Objectif de l'exercice
Remplacez, s'il vous plaît, « Dataset class » par « Object category » dans tous les enregistrements ci-dessous, puis recopiez-les sans aucune autre modification.

Enregistrements à traiter
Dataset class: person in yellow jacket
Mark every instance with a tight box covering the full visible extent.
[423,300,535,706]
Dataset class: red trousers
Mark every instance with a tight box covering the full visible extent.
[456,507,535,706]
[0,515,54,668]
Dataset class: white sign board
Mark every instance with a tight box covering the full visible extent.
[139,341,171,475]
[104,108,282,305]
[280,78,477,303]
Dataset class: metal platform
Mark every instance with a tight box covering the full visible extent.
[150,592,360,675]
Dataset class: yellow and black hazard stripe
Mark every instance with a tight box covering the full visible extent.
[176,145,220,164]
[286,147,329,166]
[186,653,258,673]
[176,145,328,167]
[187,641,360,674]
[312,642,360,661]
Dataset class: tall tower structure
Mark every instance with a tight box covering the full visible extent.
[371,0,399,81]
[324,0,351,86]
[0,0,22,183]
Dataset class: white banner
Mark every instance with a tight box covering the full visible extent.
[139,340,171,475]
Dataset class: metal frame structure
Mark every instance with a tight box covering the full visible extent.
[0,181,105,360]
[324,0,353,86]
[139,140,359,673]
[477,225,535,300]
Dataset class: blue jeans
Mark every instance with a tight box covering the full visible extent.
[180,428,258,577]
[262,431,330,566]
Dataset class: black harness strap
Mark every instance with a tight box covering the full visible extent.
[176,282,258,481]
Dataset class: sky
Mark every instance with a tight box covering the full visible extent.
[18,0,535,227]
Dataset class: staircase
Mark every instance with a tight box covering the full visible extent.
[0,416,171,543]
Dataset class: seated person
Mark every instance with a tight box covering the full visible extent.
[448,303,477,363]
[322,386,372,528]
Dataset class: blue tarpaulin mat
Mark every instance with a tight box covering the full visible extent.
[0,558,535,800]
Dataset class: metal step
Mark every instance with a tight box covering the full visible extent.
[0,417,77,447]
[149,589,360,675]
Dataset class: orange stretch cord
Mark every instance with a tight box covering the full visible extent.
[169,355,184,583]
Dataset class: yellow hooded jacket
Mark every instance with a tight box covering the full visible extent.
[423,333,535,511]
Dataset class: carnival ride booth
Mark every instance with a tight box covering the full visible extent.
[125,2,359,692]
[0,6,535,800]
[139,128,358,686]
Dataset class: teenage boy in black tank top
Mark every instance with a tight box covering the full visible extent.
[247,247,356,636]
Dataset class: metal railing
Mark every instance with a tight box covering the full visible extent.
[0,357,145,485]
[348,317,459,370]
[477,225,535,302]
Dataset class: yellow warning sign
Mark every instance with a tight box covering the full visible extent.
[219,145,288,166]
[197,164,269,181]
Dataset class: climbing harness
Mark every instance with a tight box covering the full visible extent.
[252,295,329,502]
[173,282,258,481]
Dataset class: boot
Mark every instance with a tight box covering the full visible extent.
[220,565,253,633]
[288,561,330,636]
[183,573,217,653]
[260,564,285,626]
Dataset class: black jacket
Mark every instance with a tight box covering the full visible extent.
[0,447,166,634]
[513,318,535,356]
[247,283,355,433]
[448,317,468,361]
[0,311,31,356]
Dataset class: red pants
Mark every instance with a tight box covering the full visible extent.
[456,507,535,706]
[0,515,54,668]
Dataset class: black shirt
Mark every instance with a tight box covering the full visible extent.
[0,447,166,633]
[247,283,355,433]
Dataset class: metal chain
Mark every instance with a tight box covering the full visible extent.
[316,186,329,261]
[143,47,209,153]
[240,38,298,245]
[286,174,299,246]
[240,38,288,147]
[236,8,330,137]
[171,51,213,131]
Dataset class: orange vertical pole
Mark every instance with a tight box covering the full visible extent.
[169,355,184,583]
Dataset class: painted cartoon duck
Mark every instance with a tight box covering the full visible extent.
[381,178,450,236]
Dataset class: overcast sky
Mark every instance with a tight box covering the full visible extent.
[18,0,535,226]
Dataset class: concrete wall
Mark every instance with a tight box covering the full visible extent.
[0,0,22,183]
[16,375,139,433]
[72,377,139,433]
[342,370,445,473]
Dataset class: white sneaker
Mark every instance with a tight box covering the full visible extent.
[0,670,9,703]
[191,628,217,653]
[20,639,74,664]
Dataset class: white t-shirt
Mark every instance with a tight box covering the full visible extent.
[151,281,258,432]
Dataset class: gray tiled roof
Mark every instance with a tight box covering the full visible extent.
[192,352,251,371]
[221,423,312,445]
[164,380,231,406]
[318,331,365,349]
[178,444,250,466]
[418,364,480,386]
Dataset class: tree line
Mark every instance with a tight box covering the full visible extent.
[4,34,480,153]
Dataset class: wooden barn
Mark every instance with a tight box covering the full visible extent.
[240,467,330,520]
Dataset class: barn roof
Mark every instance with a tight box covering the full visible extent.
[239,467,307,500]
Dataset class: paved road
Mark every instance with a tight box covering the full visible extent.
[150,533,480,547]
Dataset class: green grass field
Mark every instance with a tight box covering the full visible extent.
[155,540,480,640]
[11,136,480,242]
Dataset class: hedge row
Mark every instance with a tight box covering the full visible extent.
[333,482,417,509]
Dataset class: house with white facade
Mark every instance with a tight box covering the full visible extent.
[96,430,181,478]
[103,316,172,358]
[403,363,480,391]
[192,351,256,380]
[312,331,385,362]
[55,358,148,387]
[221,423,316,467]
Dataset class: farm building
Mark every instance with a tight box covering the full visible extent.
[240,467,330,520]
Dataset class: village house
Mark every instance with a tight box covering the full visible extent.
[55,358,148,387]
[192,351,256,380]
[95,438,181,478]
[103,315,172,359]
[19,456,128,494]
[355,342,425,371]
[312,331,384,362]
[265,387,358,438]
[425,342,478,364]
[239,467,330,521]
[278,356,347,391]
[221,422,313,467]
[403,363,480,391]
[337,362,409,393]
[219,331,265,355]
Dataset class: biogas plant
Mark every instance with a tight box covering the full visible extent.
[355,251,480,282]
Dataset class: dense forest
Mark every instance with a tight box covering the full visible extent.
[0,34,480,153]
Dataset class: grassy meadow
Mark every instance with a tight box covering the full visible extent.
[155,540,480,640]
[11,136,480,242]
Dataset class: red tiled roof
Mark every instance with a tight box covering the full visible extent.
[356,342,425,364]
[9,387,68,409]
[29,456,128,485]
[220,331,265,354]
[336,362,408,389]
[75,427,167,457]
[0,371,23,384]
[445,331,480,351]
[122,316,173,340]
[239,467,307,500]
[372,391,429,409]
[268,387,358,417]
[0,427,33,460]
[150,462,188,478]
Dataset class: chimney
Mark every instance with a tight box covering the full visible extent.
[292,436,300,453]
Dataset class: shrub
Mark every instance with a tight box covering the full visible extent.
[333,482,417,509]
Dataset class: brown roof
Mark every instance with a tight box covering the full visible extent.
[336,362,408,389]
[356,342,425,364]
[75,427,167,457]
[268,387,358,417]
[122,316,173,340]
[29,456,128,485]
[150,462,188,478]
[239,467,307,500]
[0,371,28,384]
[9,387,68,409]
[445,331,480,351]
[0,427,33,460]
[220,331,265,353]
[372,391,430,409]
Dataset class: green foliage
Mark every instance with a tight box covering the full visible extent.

Solution ci-dessous
Object category: person in yellow jacket
Mark every instance with a tight box covering the full visible extent.
[423,300,535,706]
Object category: red trousers
Mark every instance with a tight box covering the full visible extent.
[456,507,535,706]
[0,515,54,668]
Object category: white sign board
Mark every instance with a tight box covering the full visible extent.
[139,341,171,475]
[104,108,282,305]
[280,78,477,303]
Object category: metal platform
Mark every instance with a tight box covering the full visible extent.
[150,592,360,675]
Object category: yellow and black hazard stripe
Mark every instance with a tight box covering the full visible extent.
[176,145,220,164]
[286,147,329,166]
[186,653,258,673]
[176,145,328,167]
[187,641,360,674]
[312,642,360,661]
Object category: tall tower structure
Mark every instance with a tight box covering the full visible extent.
[371,0,399,81]
[324,0,351,86]
[0,0,22,183]
Object category: white banner
Mark every instance with a tight box covering the full visible extent.
[139,340,171,475]
Object category: metal frame structure
Mark every instance with a tight box covering the full visible extent.
[0,181,105,360]
[324,0,353,86]
[139,140,359,673]
[477,225,535,300]
Object category: blue jeans
Mark every instance with a tight box covering the full visible extent.
[180,428,258,577]
[262,431,330,566]
Object category: black harness strap
Mark every instance with a tight box covering the full visible extent.
[176,282,258,481]
Object category: sky
Mark every instance with a tight box covering the full visible extent.
[18,0,535,227]
Object category: staircase
Mark every instance with a tight box covering the full visible extent.
[0,416,171,543]
Object category: seated person
Mark every instance with a tight box covering the full visible extent.
[448,303,477,363]
[322,386,372,528]
Object category: blue tarpaulin mat
Mark every instance with a tight box covering the full visible extent.
[0,558,535,800]
Object category: metal step
Mark every instance with a tight box covering the full visible extent.
[0,417,77,447]
[149,589,360,675]
Object category: orange stretch cord
Mark every instance with a tight box covering the full visible extent.
[169,355,184,583]
Object category: yellow hooded jacket
Mark every instance with a tight box covering the full visible extent.
[423,333,535,511]
Object category: carnival ride booth
Mark every instance with a tight box covering the full visible extent.
[125,2,359,692]
[0,6,535,800]
[139,128,358,686]
Object category: teenage boy in black tank top
Mark every instance with a tight box covering the full visible extent.
[247,247,356,636]
Object category: metal railing
Mark every instance with a tight box covering the full visible extent.
[0,357,145,485]
[348,317,459,370]
[477,225,535,302]
Object category: yellow warning sign
Mark every instance with a tight box covering the full visible extent.
[219,145,288,166]
[197,164,269,181]
Object category: climbing harness
Mark every instance with a tight box covering the full visible extent.
[252,295,329,502]
[173,282,258,481]
Object category: boot
Mark every instance with a tight box covering the full visible extent.
[220,565,253,633]
[288,561,330,636]
[183,573,217,653]
[260,564,285,626]
Object category: black jacket
Mark every instance with a tight box covering the full visible extent.
[0,447,166,634]
[513,318,535,356]
[247,283,355,433]
[448,317,468,361]
[0,311,31,356]
Object category: red pants
Mark every instance with a tight box covering the full visible extent.
[456,507,535,706]
[0,515,54,668]
Object category: black shirt
Mark every instance with a tight box covering the full visible extent.
[0,447,166,633]
[247,283,355,433]
Object category: metal chain
Mark every instance with a tight box covering the full visible extent.
[316,186,329,261]
[143,47,209,153]
[240,38,298,245]
[286,174,299,246]
[240,38,288,147]
[236,8,330,137]
[171,51,213,131]
Object category: orange vertical pole
Mark every instance with a tight box covering the full visible extent.
[169,355,184,583]
Object category: painted cartoon duck
Mark every instance with a tight box covering the full visible extent.
[381,178,450,236]
Object category: overcast sky
Mark every instance with a tight box covering the full visible extent.
[18,0,535,226]
Object category: concrete wall
Mark every instance with a tight box covering the full visible extent.
[0,0,22,183]
[16,375,139,433]
[72,377,139,433]
[342,370,445,473]
Object category: white sneaker
Mark every instance with a tight box covering the full visible extent.
[0,670,9,703]
[191,628,217,653]
[20,639,74,664]
Object category: white t-shirt
Mark every instance with a tight box covering the full visible extent.
[151,281,258,432]
Object category: gray tiled roof
Mark every instance with a tight box covering the full visible extent.
[192,352,251,371]
[221,423,312,445]
[164,380,231,406]
[318,331,365,349]
[178,444,250,466]
[418,364,480,386]
Object category: tree line
Mark every instance with a tight box covering the full visible extent.
[4,34,480,153]
Object category: wooden barn
Mark every instance with a tight box covering the full visible extent.
[240,467,330,520]
Object category: barn roof
Mark every instance with a tight box covering the full visible extent.
[239,467,307,500]
Object category: paved road
Mark every instance with a tight box covering the full visible extent.
[150,533,480,547]
Object category: green grass field
Mark every instance with a tight box covering the full visible extent.
[155,540,480,640]
[11,136,480,242]
Object category: hedge row
Mark every instance with a tight box covering the full visible extent.
[333,482,417,509]
Object category: house with white facade
Mark every instance with a tight box covering the full visible extent.
[96,430,181,478]
[103,316,172,358]
[403,363,480,391]
[192,351,256,380]
[312,331,385,362]
[55,358,148,387]
[221,423,316,467]
Object category: farm building
Mark every instance with a tight box covering the full visible extent.
[240,467,330,520]
Object category: village house
Mark every instance with a tight box covering the full visible extent.
[55,358,148,387]
[192,351,256,380]
[95,438,181,478]
[103,315,172,359]
[19,456,128,494]
[355,342,425,371]
[312,331,384,362]
[265,387,358,438]
[425,342,478,364]
[239,467,330,521]
[278,356,347,391]
[221,422,313,467]
[403,363,480,391]
[337,362,409,393]
[219,331,265,355]
Object category: biogas plant
Mark every instance with a tight box covering the full visible extent.
[355,251,480,282]
Object category: dense forest
Mark every instance with a tight box covering the full visible extent.
[0,34,480,153]
Object category: grassy meadow
Mark every instance with a tight box covering the full visible extent.
[155,540,480,640]
[11,136,480,242]
Object category: red tiled roof
Mark every instance with a tight box covering the full visible extent.
[356,342,425,364]
[9,387,68,409]
[29,456,128,485]
[220,331,265,354]
[336,362,408,389]
[75,427,167,457]
[0,371,23,384]
[445,331,480,351]
[122,316,173,340]
[239,467,307,500]
[372,391,429,409]
[268,387,358,417]
[0,427,33,460]
[150,462,188,478]
Object category: chimney
Mark every instance with a tight box covering the full visible extent.
[292,436,300,453]
Object category: shrub
Mark every instance with a tight box covering the full visible extent.
[333,482,417,509]
Object category: brown roof
Mark every instance with a tight box covering the full visible extent.
[336,362,408,389]
[356,342,425,364]
[75,427,167,457]
[268,387,358,417]
[122,316,173,340]
[29,456,128,485]
[150,462,188,478]
[239,467,307,500]
[0,371,28,384]
[9,387,68,409]
[445,331,480,351]
[0,427,33,460]
[220,331,265,353]
[372,391,430,409]
Object category: green foliage
Mark every instance with a tight box covering the full visible extent.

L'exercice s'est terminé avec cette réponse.